[ACCIÓN REQUERIDA A]:
Responde, según el texto dado:
(i) ¿En qué colonia jugaba futbol el narrador a los nueve años?
(ii) ¿Qué borde tenía la banca del patio donde se hirió la hija?
(iii) ¿Qué dijo el cirujano plástico que podía ver?
[ACCIÓN REQUERIDA B]: Transcribe del texto dado todo lo que va desde "Y fue entonces, al" hasta "lunch, me explicaron.", sin ningún cambio.

[TEXTO DADO]:
Y fue entonces, al ver esa invasión del miedo que domina nuestra era, que dije “No. Si los nueve años yo jugaba futbol tarde y noche en las calles de la colonia Viaducto Piedad con mis padres muy lejos, en el trabajo, y sin su vigilancia, a mi hija, al menos, le daré permiso para correr sin imponer límites en los kilómetros por hora”.

“Tú corre, hija, a la velocidad que quieras, cuando quieras”, le dije. Me oyó atenta a mí, líder universal de la libertad, y sonrió agradecida: “sí, papi, voy a correr”.

Un día de hace meses, sentado en esta computadora, a media mañana sonó el teléfono. Una voz agitada me avisaba que en el recreo de la Primaria mi hija se acababa de abrir gravemente la frente. ¿De qué modo? En una banca del patio con borde de metal, donde los niños comen el lunch, me explicaron.

Busqué el auto, aceleré hasta el colegio, entré ágil cual gacela e irrumpí en la enfermería. Recostada en una camilla era atendida por una doctora que luchaba por controlar la sangre. Como casi me desmayo, la señora estuvo a punto de atender a dos.

Ya en el Hospital Infantil el cirujano plástico se acercó: “la herida es tan profunda que puedo ver el hueso”, me explicó y casi me vuelvo a desmayar. Mientras, mi hija me apretaba la mano antes de una cirugía que sentí “más larga que despedida de borracho”, diría algún sabio.

[MATERIAL LISTADO]:
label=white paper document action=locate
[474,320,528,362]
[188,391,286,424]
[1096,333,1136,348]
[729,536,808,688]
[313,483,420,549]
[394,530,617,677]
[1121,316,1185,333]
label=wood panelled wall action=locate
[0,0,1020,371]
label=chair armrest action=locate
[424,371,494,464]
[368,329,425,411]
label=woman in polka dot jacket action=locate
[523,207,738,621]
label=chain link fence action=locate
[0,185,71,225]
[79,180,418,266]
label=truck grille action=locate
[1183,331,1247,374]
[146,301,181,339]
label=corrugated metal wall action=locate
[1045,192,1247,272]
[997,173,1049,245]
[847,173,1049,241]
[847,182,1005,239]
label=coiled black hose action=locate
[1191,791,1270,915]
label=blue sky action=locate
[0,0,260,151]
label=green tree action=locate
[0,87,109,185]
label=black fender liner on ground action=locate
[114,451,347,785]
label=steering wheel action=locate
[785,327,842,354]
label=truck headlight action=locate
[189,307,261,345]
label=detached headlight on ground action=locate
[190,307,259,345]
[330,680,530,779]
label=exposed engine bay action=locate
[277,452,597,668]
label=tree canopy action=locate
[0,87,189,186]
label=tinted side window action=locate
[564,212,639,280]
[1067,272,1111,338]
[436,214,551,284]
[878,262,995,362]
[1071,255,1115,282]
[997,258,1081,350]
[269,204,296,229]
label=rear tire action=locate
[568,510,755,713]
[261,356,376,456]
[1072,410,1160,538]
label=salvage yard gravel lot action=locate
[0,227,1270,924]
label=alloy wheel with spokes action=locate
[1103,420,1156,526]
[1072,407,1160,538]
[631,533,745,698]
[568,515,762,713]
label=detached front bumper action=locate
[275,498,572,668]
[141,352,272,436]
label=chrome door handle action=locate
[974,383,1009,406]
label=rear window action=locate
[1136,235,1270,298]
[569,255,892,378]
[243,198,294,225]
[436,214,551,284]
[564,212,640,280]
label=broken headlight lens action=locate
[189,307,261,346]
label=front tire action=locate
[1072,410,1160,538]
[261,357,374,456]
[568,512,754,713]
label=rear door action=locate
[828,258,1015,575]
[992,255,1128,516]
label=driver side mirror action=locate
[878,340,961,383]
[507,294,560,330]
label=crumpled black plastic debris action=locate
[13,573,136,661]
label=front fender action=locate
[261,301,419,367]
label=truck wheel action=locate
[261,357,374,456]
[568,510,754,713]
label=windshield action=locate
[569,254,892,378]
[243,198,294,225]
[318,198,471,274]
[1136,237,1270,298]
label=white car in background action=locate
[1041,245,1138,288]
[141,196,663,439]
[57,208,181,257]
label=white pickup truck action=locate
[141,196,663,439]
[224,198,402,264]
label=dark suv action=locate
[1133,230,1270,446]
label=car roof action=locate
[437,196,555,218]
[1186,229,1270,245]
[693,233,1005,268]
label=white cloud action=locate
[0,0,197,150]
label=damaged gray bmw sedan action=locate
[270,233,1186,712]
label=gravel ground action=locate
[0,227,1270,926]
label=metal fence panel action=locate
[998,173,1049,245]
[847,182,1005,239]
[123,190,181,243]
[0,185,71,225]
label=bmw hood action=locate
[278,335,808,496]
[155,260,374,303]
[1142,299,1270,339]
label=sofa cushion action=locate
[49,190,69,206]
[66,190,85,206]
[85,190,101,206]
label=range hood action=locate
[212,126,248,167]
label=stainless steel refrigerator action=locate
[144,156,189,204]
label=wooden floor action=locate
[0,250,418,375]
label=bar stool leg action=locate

[RESPUESTA A]:
(i) En la colonia Viaducto Piedad.
(ii) Un borde de metal.
(iii) El hueso.

[RESPUESTA B]:
Y fue entonces, al ver esa invasión del miedo que domina nuestra era, que dije “No. Si los nueve años yo jugaba futbol tarde y noche en las calles de la colonia Viaducto Piedad con mis padres muy lejos, en el trabajo, y sin su vigilancia, a mi hija, al menos, le daré permiso para correr sin imponer límites en los kilómetros por hora”.

“Tú corre, hija, a la velocidad que quieras, cuando quieras”, le dije. Me oyó atenta a mí, líder universal de la libertad, y sonrió agradecida: “sí, papi, voy a correr”.

Un día de hace meses, sentado en esta computadora, a media mañana sonó el teléfono. Una voz agitada me avisaba que en el recreo de la Primaria mi hija se acababa de abrir gravemente la frente. ¿De qué modo? En una banca del patio con borde de metal, donde los niños comen el lunch, me explicaron.